[Data extracted from a collection]
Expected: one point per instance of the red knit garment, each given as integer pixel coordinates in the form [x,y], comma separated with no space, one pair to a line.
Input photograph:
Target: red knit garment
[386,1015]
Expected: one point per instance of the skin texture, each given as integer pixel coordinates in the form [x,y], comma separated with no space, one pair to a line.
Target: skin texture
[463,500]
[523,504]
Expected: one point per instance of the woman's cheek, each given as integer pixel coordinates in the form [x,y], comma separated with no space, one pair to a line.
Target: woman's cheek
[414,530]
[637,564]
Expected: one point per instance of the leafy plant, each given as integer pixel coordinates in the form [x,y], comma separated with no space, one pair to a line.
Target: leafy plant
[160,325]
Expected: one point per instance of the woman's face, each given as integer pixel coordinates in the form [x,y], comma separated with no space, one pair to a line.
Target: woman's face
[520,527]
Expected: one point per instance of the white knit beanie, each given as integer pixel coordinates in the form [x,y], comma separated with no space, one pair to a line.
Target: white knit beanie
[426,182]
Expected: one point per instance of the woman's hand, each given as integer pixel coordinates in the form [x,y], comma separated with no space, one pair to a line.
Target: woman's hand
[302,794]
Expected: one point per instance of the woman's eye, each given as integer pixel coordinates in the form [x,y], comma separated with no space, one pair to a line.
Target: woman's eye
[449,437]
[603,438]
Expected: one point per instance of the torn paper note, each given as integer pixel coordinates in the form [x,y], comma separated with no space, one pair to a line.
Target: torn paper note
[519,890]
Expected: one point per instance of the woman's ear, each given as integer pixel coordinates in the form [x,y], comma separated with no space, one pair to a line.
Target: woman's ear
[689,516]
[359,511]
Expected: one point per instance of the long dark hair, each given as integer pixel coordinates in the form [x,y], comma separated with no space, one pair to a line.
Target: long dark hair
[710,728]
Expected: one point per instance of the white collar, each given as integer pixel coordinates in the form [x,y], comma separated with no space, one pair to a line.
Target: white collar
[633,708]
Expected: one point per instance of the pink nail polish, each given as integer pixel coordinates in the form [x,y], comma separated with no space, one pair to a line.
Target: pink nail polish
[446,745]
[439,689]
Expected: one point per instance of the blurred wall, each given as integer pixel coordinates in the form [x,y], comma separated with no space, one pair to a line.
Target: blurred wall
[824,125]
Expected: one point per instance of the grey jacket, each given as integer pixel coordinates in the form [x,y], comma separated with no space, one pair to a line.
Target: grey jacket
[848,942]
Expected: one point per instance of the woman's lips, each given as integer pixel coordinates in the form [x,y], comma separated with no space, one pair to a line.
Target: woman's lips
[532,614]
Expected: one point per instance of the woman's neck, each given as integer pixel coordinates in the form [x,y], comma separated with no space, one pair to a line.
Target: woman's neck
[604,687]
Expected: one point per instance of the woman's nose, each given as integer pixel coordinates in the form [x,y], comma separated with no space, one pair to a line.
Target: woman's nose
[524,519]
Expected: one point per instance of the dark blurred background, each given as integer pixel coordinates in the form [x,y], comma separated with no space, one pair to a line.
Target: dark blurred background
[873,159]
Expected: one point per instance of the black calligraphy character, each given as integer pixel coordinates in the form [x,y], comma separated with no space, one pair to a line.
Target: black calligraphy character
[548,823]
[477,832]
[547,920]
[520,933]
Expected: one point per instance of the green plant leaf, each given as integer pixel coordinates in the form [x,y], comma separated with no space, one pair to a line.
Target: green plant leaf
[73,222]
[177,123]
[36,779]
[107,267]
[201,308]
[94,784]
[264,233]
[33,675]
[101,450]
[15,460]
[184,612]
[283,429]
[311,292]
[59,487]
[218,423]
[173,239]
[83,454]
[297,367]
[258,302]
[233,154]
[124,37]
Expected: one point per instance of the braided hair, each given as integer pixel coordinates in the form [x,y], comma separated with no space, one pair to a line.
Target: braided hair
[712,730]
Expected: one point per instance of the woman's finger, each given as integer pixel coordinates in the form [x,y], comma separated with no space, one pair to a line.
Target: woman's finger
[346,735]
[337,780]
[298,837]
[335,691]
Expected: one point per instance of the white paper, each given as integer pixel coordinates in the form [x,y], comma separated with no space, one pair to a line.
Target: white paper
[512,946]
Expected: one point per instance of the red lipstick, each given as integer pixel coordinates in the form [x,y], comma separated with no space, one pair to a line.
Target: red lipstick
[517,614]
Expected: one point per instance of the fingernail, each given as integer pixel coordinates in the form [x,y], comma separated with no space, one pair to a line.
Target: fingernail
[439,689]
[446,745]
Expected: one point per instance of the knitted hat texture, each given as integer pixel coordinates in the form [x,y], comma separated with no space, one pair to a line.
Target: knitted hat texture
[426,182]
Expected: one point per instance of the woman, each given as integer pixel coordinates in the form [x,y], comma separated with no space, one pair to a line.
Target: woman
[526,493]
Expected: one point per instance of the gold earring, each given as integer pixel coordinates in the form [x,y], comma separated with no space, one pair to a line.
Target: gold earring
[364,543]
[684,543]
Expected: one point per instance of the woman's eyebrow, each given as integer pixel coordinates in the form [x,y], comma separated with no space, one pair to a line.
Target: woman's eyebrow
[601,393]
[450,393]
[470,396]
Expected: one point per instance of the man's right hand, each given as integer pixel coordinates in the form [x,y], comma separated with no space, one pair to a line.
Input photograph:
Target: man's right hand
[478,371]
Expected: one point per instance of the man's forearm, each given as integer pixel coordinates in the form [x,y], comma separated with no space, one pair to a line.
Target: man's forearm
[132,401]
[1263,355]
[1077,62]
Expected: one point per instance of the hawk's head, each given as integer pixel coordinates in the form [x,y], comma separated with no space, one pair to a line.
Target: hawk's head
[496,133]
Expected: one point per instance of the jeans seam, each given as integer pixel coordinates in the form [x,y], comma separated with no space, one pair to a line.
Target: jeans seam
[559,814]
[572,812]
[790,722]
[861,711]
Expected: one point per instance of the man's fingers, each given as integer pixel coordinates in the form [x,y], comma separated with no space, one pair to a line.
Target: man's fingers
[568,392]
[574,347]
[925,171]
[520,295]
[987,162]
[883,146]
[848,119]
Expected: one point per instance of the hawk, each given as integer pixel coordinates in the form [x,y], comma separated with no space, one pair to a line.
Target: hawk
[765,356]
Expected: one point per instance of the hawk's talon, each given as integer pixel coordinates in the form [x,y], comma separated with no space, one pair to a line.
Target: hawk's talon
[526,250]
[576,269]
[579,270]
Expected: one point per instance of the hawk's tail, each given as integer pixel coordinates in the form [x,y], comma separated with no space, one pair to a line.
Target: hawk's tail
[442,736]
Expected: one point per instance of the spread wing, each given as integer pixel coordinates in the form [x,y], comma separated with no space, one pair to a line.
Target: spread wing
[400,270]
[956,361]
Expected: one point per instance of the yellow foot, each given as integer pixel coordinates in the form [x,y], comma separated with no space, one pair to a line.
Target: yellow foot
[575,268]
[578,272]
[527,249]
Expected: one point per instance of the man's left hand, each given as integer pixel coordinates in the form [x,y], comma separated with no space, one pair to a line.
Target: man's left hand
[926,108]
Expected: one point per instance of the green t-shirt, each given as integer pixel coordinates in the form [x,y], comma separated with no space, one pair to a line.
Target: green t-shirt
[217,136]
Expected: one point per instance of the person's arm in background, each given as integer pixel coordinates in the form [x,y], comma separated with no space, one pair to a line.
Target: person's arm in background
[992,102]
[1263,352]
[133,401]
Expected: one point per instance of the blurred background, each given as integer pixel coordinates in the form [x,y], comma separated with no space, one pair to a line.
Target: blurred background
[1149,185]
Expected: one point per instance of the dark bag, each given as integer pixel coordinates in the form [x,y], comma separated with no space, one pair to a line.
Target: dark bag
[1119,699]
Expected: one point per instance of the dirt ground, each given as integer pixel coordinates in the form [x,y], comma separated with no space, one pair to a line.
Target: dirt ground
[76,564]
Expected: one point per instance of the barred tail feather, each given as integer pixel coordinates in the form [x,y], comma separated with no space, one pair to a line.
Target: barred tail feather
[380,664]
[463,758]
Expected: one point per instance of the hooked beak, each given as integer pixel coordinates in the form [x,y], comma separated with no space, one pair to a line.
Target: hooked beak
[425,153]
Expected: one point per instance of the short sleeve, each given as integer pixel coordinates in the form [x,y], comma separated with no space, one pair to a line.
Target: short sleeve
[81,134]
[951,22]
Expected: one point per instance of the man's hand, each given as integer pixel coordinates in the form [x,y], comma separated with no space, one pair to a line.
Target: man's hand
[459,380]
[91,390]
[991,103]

◆ **EXERCISE DETAILS**
Begin at the line containing "Expected: one point per instance of the barred" and reproduce each line through the end of the records above.

◆ **REPLY**
Expected: one point per instance of the barred tail feather, each given as integer pixel coordinates in the form [x,y], comma separated with no space, one pair to a line.
Target: barred tail feather
[380,664]
[463,758]
Expected: one point per instance of the hooked beak, each given as integer pixel coordinates in the form [x,y], comma separated with no space, one pair to a line.
Target: hooked beak
[425,153]
Expected: one point per instance of the short sleeve, each given as integer pixel coordinates in the form [x,y], comma separated with no space, one pair to a line.
Target: short sleeve
[81,134]
[951,22]
Expected: one point per instance of the man's hand, each given as integer pixel coordinates in the form [x,y], comma separated with no space, one pair to a line.
Target: man's hand
[459,380]
[91,390]
[991,103]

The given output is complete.